> [Data for this task]:
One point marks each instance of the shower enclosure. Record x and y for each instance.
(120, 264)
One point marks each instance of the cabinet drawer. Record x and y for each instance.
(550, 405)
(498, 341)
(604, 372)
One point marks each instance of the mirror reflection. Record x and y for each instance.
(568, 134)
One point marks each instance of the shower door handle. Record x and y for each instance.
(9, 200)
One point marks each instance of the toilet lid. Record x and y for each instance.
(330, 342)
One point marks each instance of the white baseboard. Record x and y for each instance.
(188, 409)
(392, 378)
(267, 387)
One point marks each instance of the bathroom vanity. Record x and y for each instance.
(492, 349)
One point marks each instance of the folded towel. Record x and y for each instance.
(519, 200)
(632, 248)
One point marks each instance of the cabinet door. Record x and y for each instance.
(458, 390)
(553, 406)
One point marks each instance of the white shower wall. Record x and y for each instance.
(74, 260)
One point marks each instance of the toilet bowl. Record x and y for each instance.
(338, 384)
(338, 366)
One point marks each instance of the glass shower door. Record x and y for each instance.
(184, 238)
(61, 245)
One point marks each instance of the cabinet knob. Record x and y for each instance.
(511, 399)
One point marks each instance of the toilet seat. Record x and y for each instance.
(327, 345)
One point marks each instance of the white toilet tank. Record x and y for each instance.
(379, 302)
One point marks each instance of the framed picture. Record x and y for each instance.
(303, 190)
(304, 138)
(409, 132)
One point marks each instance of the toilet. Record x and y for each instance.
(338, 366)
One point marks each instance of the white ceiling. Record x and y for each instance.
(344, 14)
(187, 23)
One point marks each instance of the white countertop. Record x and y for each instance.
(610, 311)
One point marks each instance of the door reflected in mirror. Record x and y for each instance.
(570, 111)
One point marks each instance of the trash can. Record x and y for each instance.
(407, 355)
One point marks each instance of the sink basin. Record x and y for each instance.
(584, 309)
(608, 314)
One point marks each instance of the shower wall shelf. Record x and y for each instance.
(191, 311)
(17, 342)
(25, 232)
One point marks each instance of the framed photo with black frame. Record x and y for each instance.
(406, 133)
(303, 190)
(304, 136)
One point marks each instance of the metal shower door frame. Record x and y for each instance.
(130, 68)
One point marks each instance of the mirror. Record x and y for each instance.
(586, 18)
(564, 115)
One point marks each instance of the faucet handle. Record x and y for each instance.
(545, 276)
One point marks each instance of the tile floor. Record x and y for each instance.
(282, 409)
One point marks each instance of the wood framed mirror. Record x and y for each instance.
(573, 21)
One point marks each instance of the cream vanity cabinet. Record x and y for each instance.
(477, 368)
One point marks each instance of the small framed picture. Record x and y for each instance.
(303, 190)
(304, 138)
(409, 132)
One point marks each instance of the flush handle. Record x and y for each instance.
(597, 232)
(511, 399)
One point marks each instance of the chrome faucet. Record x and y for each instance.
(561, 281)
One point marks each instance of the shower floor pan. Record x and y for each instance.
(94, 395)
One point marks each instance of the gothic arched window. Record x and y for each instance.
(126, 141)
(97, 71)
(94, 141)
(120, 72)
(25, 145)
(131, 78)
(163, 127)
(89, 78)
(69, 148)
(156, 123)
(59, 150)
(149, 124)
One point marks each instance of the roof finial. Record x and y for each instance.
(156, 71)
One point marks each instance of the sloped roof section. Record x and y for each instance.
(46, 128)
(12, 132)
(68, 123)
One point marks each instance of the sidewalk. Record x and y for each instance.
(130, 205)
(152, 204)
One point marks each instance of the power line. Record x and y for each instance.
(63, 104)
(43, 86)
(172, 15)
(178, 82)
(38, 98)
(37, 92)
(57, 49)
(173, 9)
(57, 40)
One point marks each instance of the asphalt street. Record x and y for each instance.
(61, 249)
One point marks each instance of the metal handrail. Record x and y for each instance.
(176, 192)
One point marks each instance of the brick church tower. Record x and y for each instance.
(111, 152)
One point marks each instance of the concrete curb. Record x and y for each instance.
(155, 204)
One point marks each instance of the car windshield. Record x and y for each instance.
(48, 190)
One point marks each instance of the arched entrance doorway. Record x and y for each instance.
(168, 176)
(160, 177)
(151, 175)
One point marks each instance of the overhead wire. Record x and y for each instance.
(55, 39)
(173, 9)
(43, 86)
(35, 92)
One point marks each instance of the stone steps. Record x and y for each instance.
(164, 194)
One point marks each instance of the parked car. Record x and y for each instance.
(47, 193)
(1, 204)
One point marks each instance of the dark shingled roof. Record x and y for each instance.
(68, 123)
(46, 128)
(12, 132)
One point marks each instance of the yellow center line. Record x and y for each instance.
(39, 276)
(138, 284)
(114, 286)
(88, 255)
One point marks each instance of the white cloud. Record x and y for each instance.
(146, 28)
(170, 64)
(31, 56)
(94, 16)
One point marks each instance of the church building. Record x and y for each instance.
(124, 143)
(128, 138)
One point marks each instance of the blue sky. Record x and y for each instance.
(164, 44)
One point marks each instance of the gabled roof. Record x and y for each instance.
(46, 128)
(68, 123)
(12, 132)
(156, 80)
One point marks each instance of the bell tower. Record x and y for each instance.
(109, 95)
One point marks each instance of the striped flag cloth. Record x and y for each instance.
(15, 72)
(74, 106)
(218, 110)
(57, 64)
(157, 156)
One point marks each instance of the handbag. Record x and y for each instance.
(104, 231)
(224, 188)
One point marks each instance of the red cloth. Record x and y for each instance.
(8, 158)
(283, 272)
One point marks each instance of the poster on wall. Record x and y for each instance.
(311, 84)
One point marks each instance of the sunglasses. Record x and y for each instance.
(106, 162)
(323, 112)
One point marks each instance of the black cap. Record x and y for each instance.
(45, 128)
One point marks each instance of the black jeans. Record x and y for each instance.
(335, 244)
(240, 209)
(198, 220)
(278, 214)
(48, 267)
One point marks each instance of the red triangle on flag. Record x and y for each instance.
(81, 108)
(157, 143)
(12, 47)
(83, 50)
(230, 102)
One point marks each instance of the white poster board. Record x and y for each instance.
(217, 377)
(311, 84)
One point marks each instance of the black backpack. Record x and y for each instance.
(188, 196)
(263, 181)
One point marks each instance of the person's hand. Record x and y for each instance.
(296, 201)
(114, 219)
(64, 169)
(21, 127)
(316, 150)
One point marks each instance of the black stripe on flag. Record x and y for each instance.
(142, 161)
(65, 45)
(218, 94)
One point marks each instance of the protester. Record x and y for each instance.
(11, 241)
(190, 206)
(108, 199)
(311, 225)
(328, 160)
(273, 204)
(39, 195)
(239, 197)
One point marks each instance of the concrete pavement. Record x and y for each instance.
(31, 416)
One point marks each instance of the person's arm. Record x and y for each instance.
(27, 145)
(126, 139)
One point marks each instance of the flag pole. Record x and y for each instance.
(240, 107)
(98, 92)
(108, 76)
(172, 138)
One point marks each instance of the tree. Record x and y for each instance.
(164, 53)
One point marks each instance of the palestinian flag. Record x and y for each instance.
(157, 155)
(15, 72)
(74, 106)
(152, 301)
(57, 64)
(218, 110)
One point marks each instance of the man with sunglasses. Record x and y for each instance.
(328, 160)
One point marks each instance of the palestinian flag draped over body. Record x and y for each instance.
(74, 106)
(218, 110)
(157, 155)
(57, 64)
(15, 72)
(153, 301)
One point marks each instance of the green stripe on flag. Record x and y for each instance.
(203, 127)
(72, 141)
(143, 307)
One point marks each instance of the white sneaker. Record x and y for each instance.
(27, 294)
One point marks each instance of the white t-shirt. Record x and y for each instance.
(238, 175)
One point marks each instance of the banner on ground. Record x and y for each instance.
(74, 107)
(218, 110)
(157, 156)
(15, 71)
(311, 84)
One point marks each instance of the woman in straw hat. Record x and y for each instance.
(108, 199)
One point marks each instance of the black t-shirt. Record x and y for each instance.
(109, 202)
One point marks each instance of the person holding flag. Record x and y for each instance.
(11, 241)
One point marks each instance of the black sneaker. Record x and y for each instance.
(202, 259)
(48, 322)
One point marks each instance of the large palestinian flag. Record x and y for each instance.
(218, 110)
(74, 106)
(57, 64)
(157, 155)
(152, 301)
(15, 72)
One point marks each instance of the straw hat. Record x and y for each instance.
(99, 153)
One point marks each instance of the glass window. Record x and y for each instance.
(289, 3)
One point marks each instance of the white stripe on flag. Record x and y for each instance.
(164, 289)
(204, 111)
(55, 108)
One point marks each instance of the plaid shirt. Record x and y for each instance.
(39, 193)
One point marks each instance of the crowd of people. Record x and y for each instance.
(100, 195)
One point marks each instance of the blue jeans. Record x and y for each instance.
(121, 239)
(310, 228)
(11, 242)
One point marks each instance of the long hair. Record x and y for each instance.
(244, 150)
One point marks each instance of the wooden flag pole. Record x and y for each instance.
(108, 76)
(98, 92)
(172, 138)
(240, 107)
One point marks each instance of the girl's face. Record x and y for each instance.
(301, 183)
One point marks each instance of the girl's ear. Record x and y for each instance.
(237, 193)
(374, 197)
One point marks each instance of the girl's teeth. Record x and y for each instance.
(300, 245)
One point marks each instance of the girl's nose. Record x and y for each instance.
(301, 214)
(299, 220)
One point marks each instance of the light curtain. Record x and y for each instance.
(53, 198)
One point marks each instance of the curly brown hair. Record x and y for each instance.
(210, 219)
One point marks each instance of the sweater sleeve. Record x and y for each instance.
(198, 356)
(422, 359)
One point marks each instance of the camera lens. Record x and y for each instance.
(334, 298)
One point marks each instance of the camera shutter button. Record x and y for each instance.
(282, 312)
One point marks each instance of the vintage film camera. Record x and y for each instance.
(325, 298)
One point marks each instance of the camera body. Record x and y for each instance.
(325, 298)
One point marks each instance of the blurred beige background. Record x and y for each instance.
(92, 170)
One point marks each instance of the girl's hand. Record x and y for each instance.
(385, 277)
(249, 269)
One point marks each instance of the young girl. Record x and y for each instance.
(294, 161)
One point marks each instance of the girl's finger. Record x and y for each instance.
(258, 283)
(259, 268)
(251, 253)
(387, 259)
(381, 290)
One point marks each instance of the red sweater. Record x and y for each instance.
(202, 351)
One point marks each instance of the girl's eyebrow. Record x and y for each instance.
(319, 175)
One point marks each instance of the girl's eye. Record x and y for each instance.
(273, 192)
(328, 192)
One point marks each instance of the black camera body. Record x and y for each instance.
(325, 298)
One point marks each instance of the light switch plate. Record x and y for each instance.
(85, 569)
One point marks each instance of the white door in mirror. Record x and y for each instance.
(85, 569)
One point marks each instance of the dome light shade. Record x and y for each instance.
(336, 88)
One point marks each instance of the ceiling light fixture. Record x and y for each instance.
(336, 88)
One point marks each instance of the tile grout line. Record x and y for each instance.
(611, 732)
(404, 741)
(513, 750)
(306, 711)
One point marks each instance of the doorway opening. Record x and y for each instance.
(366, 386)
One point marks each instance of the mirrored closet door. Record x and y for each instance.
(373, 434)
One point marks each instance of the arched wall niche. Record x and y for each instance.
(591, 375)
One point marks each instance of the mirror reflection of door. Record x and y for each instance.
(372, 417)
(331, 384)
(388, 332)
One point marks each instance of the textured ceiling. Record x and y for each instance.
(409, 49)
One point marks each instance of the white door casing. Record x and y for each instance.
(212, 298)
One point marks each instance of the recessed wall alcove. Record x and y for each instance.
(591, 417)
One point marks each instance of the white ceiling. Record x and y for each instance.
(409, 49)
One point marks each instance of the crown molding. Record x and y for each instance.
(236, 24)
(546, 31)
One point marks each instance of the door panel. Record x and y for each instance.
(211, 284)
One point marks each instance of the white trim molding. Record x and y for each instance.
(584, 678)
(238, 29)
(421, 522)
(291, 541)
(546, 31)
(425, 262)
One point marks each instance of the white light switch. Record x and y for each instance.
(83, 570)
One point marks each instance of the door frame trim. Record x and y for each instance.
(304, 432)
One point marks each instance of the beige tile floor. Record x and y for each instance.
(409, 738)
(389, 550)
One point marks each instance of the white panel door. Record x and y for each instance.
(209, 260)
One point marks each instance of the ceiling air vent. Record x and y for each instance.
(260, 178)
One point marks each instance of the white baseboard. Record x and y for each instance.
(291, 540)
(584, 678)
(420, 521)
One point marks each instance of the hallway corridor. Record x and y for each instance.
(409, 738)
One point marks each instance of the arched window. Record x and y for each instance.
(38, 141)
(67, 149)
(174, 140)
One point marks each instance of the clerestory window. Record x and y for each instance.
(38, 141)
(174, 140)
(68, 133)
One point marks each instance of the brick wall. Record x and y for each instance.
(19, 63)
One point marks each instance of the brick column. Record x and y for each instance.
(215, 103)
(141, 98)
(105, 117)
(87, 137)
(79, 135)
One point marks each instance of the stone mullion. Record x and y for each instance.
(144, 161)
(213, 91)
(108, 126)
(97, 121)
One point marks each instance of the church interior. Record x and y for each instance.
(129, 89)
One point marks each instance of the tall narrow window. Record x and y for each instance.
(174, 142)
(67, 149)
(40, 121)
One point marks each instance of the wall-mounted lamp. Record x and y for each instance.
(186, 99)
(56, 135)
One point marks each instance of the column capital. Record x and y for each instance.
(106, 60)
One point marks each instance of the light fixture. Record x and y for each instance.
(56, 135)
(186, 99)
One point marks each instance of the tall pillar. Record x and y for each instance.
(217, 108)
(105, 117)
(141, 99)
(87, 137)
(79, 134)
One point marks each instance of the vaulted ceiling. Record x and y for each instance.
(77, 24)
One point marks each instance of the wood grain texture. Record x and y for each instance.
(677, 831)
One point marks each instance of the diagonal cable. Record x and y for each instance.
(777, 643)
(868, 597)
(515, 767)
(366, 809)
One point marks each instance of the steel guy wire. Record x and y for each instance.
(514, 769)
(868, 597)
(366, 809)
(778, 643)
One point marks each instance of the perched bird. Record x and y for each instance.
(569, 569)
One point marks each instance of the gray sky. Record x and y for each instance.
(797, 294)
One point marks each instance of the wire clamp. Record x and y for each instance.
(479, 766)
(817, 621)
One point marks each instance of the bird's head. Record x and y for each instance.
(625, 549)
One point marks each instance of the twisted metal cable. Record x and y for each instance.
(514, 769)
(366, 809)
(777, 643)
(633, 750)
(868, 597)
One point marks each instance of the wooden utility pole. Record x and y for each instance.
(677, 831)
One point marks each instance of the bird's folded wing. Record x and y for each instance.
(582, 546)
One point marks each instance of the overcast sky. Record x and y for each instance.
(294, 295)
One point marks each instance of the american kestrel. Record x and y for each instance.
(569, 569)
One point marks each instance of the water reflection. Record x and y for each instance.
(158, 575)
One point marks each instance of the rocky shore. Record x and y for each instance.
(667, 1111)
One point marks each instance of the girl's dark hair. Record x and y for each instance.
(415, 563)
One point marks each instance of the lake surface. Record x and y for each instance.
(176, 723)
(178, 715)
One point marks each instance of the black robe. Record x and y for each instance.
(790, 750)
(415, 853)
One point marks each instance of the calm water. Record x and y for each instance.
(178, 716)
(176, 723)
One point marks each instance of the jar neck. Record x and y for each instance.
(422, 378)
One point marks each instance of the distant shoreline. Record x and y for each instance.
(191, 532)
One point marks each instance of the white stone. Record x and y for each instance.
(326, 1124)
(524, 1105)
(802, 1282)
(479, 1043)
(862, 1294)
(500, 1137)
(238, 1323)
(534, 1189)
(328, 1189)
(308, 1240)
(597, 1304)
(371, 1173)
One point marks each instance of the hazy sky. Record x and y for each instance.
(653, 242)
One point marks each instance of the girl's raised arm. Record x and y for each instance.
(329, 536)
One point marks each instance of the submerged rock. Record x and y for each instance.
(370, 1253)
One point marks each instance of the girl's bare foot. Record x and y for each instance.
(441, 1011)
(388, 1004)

> [Aim]:
Look above for the line containing "One point marks each instance of the lake", then transcribe it and all lines after it through the last, exactly and with nothing else.

> [Answer to this exercise]:
One point marks each instance of the lake surface. Record x and y for each instance.
(176, 723)
(178, 715)
One point marks each instance of the black robe. Record x and y for each instance.
(790, 750)
(415, 853)
One point marks each instance of the calm water. Record x and y for each instance.
(178, 716)
(176, 723)
One point marks each instance of the jar neck. Record x and y for each instance.
(422, 378)
One point marks each instance of the distant shoreline. Record x and y for each instance.
(191, 532)
One point marks each instance of the white stone. Record x and y for each instance.
(326, 1124)
(524, 1105)
(802, 1282)
(479, 1043)
(862, 1294)
(500, 1137)
(238, 1323)
(534, 1189)
(328, 1189)
(308, 1240)
(597, 1304)
(371, 1173)
One point marks each instance of the hazy sky. Record x and y for each instance.
(653, 242)
One point marks each instance of the girl's raised arm. Record x and y for each instance.
(329, 536)
One point marks each instance of the submerged rock. Record x and y for each instance.
(370, 1253)
One point marks each instance of the girl's bare foot. Record x and y for each instance.
(441, 1011)
(388, 1004)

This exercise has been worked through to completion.